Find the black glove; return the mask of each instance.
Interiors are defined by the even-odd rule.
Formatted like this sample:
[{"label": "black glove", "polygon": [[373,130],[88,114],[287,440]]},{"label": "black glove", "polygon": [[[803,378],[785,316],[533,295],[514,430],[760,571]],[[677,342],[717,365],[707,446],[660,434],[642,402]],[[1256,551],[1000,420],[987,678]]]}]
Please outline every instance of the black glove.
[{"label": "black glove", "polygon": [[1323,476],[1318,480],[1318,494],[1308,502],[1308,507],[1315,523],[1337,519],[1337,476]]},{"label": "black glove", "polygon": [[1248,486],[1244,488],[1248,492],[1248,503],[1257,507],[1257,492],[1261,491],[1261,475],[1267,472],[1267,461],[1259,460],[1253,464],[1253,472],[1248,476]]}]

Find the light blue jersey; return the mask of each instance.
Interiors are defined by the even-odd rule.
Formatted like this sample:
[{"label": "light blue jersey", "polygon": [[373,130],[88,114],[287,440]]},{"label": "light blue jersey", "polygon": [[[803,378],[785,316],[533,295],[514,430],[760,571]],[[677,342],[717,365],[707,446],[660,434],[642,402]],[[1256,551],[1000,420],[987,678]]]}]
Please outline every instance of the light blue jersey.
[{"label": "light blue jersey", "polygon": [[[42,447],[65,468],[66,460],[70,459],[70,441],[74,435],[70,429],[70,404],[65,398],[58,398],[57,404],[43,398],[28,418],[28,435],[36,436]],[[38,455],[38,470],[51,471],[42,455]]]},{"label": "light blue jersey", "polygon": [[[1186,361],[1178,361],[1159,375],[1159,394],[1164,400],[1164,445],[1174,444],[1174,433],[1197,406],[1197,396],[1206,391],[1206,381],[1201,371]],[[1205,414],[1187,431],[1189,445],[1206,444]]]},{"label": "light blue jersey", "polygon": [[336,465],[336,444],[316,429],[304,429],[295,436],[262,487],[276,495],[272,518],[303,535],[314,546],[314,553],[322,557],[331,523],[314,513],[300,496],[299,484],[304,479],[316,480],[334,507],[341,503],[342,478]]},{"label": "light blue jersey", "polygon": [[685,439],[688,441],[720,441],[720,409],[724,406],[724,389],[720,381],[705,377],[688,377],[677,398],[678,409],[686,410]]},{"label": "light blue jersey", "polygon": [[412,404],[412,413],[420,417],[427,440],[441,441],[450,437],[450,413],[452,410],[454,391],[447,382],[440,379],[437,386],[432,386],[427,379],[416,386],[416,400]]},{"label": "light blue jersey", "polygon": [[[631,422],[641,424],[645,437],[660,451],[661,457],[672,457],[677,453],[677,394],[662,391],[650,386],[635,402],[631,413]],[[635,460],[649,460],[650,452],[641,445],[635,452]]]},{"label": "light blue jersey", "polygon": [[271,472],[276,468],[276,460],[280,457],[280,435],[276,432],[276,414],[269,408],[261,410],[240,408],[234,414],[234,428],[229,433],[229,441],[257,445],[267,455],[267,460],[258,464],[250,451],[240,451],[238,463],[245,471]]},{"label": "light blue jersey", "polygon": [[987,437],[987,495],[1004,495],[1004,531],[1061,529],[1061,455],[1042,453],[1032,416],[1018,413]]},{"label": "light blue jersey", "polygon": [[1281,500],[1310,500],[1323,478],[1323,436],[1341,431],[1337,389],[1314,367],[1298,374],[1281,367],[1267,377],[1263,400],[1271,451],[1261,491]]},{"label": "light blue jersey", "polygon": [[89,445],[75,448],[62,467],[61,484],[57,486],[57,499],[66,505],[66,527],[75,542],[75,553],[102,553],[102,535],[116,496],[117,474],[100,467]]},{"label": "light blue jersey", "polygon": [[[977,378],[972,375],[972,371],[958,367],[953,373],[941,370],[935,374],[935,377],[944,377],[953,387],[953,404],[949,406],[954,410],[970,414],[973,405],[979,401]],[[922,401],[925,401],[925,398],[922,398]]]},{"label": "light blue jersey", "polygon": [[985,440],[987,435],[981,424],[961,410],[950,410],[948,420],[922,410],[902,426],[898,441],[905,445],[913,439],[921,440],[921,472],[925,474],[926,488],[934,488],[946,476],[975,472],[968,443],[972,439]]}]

*-*-*

Can you turn all the rows above into a numbered list, leaving out the blank lines?

1. Find the black glove; return the mask of each instance.
2. Interiors are defined by the even-odd rule.
3. Formatted like this sample:
4. [{"label": "black glove", "polygon": [[373,130],[88,114],[287,440]]},{"label": "black glove", "polygon": [[[803,378],[785,316],[533,295],[514,430],[760,571]],[[677,342],[717,365],[707,446],[660,434],[642,402]],[[1256,551],[1000,420],[987,678]]]}]
5. Please outline every instance of the black glove.
6. [{"label": "black glove", "polygon": [[1323,476],[1318,480],[1318,494],[1308,502],[1308,507],[1315,523],[1337,519],[1337,476]]},{"label": "black glove", "polygon": [[1248,486],[1244,488],[1248,492],[1248,503],[1257,507],[1257,492],[1261,491],[1261,475],[1267,472],[1267,461],[1259,460],[1253,464],[1253,472],[1248,476]]}]
7. Find the light blue jersey; return the mask of each instance.
8. Interiors are defined by the even-odd rule.
9. Formatted like this sample:
10. [{"label": "light blue jersey", "polygon": [[373,130],[88,114],[287,440]]},{"label": "light blue jersey", "polygon": [[[803,378],[785,316],[533,295],[514,430],[760,571]],[[677,342],[717,365],[707,446],[660,434],[642,402]],[[1256,551],[1000,420],[987,678]]]}]
11. Please outline every instance of the light blue jersey.
12. [{"label": "light blue jersey", "polygon": [[[42,447],[65,468],[66,460],[70,459],[70,441],[74,435],[70,429],[70,404],[65,398],[58,398],[57,404],[43,398],[28,418],[28,435],[36,436]],[[38,455],[38,470],[51,471],[42,455]]]},{"label": "light blue jersey", "polygon": [[[1186,361],[1178,361],[1159,375],[1159,394],[1164,400],[1164,445],[1174,444],[1174,433],[1197,406],[1197,396],[1206,391],[1206,381],[1201,371]],[[1205,414],[1187,431],[1189,445],[1206,444]]]},{"label": "light blue jersey", "polygon": [[336,465],[336,444],[316,429],[304,429],[295,436],[262,487],[276,495],[272,518],[303,535],[314,546],[314,553],[322,557],[331,523],[314,513],[300,496],[299,484],[304,479],[316,480],[334,507],[341,503],[342,478]]},{"label": "light blue jersey", "polygon": [[685,439],[688,441],[720,441],[720,409],[724,406],[724,389],[720,381],[705,377],[688,377],[677,398],[678,409],[686,410]]},{"label": "light blue jersey", "polygon": [[412,404],[412,413],[420,417],[427,440],[441,441],[450,437],[450,413],[452,410],[454,391],[447,382],[440,379],[437,386],[432,386],[427,379],[416,386],[416,400]]},{"label": "light blue jersey", "polygon": [[[631,422],[641,424],[645,437],[660,451],[661,457],[672,457],[677,453],[677,394],[662,391],[650,386],[635,402],[631,413]],[[635,460],[649,460],[650,452],[641,445],[635,452]]]},{"label": "light blue jersey", "polygon": [[271,472],[276,468],[276,460],[280,457],[280,435],[276,432],[276,414],[269,408],[261,410],[240,408],[234,414],[234,428],[229,433],[229,441],[257,445],[267,455],[267,460],[258,464],[250,451],[240,451],[238,463],[245,471]]},{"label": "light blue jersey", "polygon": [[987,437],[987,495],[1004,495],[1004,531],[1061,529],[1061,455],[1042,453],[1032,416],[1018,413]]},{"label": "light blue jersey", "polygon": [[1281,500],[1310,500],[1323,478],[1323,436],[1341,431],[1337,389],[1314,367],[1298,374],[1281,367],[1267,377],[1263,400],[1271,451],[1261,491]]},{"label": "light blue jersey", "polygon": [[89,445],[75,448],[62,467],[61,484],[57,486],[57,499],[66,505],[66,527],[75,542],[75,553],[102,553],[102,535],[116,496],[117,474],[100,467]]},{"label": "light blue jersey", "polygon": [[[977,378],[972,375],[972,371],[958,367],[953,373],[941,370],[935,374],[935,377],[944,377],[953,387],[953,404],[949,406],[954,410],[970,414],[973,405],[979,401]],[[922,401],[925,401],[925,398],[922,398]]]},{"label": "light blue jersey", "polygon": [[985,440],[987,435],[981,424],[961,410],[950,410],[948,420],[922,410],[902,426],[898,441],[905,445],[913,439],[921,440],[921,472],[925,474],[926,488],[934,488],[946,476],[975,472],[968,443],[972,439]]}]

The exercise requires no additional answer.